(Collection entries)
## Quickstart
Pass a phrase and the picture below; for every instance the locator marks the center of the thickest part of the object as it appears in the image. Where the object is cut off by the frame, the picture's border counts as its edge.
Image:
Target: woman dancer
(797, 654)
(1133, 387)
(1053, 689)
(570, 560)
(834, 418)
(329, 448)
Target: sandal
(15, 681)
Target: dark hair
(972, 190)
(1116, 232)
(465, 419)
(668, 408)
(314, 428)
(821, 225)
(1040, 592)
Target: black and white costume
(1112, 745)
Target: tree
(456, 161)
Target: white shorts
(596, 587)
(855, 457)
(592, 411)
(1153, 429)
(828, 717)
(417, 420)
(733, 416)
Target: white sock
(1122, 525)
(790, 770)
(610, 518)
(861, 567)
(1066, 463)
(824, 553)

What is being asked. Can you rewrite all of the data above with "dark hair" changed to "black hair" and every other line left untouched?

Reply to the task.
## Quickstart
Pass a phrase and the picture below; for every instance the locator marks the center of the thickest part of the object as it appears in the image. Where the object is cut off by the frame, the picture's border counts as its edge.
Image:
Target: woman dancer
(797, 654)
(1133, 387)
(1053, 689)
(570, 560)
(834, 418)
(329, 448)
Target: sandal
(15, 681)
Target: black hair
(972, 190)
(1116, 232)
(465, 419)
(668, 408)
(314, 428)
(821, 225)
(1040, 592)
Target: black and white costume
(1112, 745)
Target: tree
(456, 161)
Target: white shorts
(596, 587)
(855, 457)
(592, 411)
(1153, 429)
(828, 717)
(417, 420)
(733, 416)
Target: white sock
(1122, 525)
(790, 770)
(610, 518)
(861, 567)
(1066, 463)
(824, 553)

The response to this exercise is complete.